■ **JOB A**
Count the lines in the entries below that contain the string "belt", treating uppercase and lowercase as different, and give only the number.

Ms. Bussières McNicoll, you have the floor.

Anaïs Bussières McNicoll Director, Fundamental Freedoms Program, Canadian Civil Liberties Association

Thank you, Mr. Chair.

Good afternoon, distinguished committee members.

Thank you for giving me the opportunity to share the perspective of the Canadian Civil Liberties Association, the CCLA, on Bill C‑9.

The CCLA is an independent, non-governmental, non-partisan national organization founded in 1964. Its mandate is to defend and foster the civil liberties, human rights and democratic freedoms of all people across Canada. The CCLA acknowledges that, while freedom of expression and peaceful assembly are vital to a democracy, they are not absolute and must sometimes be balanced with other rights and interests, including public safety and the right to worship safely, considerations that are already extensively protected under the Canadian Criminal Code.

However, criminal law is not the solution to every social challenge. On October 6, 37 civil society organizations representing members of Black, Arab, Muslim, Jewish and 2SLGBTQI communities, labour organizations, environmental activists and civil liberties groups signed a joint letter urging the federal government to reverse course on Bill C‑9. A copy of this letter was sent to committee members and is attached to the CCLA's submission to the clerk.

The CCLA is here today to urge you to vote against Bill C‑9 for five main reasons.

First, this bill removes the long-standing requirement that the Attorney General consent to the initiation of proceedings for hate propaganda offences. Removing this safeguard eliminates a key institutional check designed to promote a legally informed and proportionate assessment before proceeding with prosecutions in areas where freedom of expression and freedom of conscience are implicated. The requirement to obtain the consent of the Attorney General is also absent from the new offences introduced in Bill C‑9, despite the clear risk that these new provisions will affect freedom of conscience, freedom of expression and freedom of peaceful assembly. We urge Parliament not to go down this path. There is simply no benefit to allowing police officers to file charges that the Attorney General would not have proceeded with in the first place.

Second, the new intimidation offence requires proof of intent to provoke a state of fear in another person in order to impede their access to one of tens of thousands of civic institutions linked to an identifiable group in Canada. The difference between the intent to express unpopular or disturbing opinions through a protest and the intent to provoke a state of fear is unclear. The Criminal Code already prohibits, among other things, participating in a riot, using violence, physically blocking access to property, uttering threats, inciting violence against an identifiable group, forcing people to abstain from doing anything to which they have a lawful right and harassing people by causing them to reasonably fear for their safety.

The question, then, is what other behaviours would now be prohibited. Would it be triggered when a protest is particularly loud? When hundreds of people are gathered in a public space? When some people chant unpleasant slogans that, while offensive, do not constitute hate propaganda? These disruptive elements could be seen by some as evidence of an intent to instill fear in others. However, these examples are forms of non-violent expression and peaceful assembly protected by the Charter. They should therefore not be criminalized in a democracy.

Third, the new provision relating to preventing or obstructing or interfering with access to a building is duplicative of existing Criminal Code provisions. It should therefore not be adopted.

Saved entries
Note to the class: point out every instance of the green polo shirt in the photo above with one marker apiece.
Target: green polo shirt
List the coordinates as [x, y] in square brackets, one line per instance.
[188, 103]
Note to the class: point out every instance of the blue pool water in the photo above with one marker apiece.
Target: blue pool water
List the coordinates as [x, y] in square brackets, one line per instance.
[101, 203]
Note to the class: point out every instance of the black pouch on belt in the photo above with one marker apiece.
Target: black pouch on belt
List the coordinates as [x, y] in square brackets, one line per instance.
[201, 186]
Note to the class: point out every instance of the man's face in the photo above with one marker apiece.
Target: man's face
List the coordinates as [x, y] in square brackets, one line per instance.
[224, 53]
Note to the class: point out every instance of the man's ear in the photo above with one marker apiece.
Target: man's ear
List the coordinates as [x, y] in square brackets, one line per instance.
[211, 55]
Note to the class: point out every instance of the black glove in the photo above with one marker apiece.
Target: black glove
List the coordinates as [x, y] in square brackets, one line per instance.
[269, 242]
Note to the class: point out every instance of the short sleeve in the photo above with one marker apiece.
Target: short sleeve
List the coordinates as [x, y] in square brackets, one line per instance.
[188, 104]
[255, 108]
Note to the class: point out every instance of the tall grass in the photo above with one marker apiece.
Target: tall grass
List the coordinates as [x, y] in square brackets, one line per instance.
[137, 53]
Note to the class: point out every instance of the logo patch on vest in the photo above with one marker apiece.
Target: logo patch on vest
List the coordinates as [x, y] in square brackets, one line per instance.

■ **JOB B**
Proceed with the testimony on Bill C‑9 above, picking up right after its last sentence.

■ **FINAL RESULT A**
2

■ **FINAL RESULT B**
Fourth, the new prohibition on wilful promotion of hatred through the public display of certain terrorism or hate symbols, at best, duplicates existing provisions and, at worst, paves the way to abuses that risk stigmatizing and criminalizing certain peaceful protesters.

Fifth, the new hate crime offence requires the police to opine on the motives of an accused person at the earliest stage of a criminal proceeding and without upstream prosecutorial oversight by the Attorney General. Maintaining the current practice of considering hatred as an aggravating factor in sentencing avoids imposing a social stigma on a defendant who is still presumed—and may very well turn out to be—innocent. Furthermore, by drastically increasing the penalties applicable in cases of hate-motivated crimes without changing the parameters already set out in the Criminal Code, Bill C‑9 risks resulting in excessive and disproportionate sentencing.

In conclusion, if Parliament decides to codify a definition of hate, despite the limited benefits this would bring from a legal standpoint, the proposed definition should adopt verbatim the Supreme Court of Canada's definition. The definition proposed in Bill C‑9 could be interpreted as lowering the threshold set by the country's highest court.

Thank you for your attention, and I would be happy to answer any questions you may have.

The Chair Liberal Marc Miller

Thank you, Ms. Bussières McNicoll.

Professor Alford, go ahead for five minutes.

Ryan Alford Professor, As an Individual

Thank you very much, distinguished members of the committee and guests.

My name is Ryan Alford, and I'm a professor at the Bora Laskin Faculty of Law. I have taught, as a tenured professor of constitutional law for over 10 years, the provisions related to freedom of expression.

I'll begin by saying that I can follow up the previous speaker by saying that, in my opinion, which is my expert opinion, this bill does indeed lower the threshold below what is constitutional for a limitation on the right to freedom of expression. However, just because some people will perhaps think that those who can't do, teach and will kind of assess my testimony on that basis, I would also point out that I've been before a parliamentary committee only once before, and that was in 2017. In that testimony, I told that parliamentary committee that a provision of a federal bill, which became a federal statute, was unconstitutional and would be struck down. It was, in fact, struck down in 2023 in an application which was brought by me. The appeal of that judgment ultimately will be decided by the Supreme Court of Canada, and that appeal will be heard in two weeks.

To tell you why I have some issues with the wording, in particular, of subsection 319(7) as proposed by Bill C-9, I'd like to begin by talking about the charter statement. The charter statement, to me, is quite problematic. On its face, I would note that this is being produced as an anonymous statement by someone in the Department of Justice, which reports, in this case, to the sponsoring minister of the bill. There's some kind of a perception here that there's a conflict in the background, and I think it's borne out by the fact that the charter statement really doesn't have any legal analysis of the pertinent issue in it. It's purely conclusory.

Let's take a look at the relevant section here. It says:

The proposed definition of “hatred” has the potential to engage freedom of expression in section 2(b) of the Charter.

That's completely insufficient because it is an infringement of the right to freedom of expression. There's no debate about that. The question is whether or not this is a reasonable limitation on freedom of expression. That's the pertinent issue here.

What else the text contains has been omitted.